What is expected:
Format the lines of the listing as a JSON list of strings, one string per line and no blank lines. Start at the beginning of the listing and end at the line containing "[[681, 710], [629, 748]]".
╭─ Available data
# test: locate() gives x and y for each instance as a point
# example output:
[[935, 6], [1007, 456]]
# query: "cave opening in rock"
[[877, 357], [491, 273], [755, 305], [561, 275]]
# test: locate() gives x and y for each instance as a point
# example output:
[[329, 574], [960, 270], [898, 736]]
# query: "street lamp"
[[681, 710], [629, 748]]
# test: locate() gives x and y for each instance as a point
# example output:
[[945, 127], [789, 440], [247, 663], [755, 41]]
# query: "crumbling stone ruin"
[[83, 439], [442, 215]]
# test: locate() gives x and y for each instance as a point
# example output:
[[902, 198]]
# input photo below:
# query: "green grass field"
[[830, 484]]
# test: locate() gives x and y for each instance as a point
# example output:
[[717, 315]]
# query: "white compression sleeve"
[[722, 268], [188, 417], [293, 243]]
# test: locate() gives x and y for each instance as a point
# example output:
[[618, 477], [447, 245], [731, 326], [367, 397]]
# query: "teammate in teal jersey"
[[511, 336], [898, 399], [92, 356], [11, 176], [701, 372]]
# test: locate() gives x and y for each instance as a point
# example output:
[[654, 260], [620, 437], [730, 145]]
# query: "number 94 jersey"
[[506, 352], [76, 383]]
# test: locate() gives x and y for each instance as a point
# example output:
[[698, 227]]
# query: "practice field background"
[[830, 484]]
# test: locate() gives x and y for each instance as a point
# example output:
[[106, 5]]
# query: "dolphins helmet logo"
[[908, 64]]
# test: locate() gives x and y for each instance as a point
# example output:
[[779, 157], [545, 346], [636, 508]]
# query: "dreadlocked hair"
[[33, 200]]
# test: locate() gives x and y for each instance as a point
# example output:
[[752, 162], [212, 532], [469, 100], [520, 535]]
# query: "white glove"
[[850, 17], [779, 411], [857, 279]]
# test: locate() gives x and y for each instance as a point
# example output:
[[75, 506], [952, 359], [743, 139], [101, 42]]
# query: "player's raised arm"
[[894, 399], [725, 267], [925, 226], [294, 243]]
╰─
Task response:
[
  "# test: locate() gives x and y for each instance as a point",
  "# example output:",
  "[[935, 6], [1007, 456]]",
  "# query: \"cave opening in rock\"",
  "[[877, 357], [491, 273], [755, 305], [561, 275]]",
  "# test: locate() gives x and y for each instance as a point",
  "# example output:",
  "[[329, 574], [960, 270], [898, 736]]",
  "# query: \"street lamp\"",
  "[[681, 710], [629, 748]]"
]